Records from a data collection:
<<<<
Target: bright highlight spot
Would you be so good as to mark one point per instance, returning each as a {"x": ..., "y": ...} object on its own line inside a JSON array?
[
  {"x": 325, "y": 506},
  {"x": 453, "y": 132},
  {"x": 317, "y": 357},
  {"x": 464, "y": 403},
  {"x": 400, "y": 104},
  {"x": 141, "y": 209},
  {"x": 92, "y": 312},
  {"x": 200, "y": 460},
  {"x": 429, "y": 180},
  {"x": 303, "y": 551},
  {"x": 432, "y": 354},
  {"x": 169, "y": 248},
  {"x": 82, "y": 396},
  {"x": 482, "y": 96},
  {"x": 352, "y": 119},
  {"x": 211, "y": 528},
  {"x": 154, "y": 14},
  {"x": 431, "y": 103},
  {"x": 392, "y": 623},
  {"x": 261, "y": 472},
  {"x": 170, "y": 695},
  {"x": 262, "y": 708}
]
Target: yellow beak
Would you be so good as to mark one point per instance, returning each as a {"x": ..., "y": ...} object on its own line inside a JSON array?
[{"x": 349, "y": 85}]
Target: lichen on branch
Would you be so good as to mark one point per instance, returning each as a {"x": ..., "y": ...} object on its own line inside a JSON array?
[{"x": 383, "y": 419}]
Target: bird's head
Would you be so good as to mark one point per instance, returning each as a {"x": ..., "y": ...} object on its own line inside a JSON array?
>>>>
**Try it:**
When a line of the entries contains "Target", it counts; say how many such lines there are, and nothing more.

**Result of the task:**
4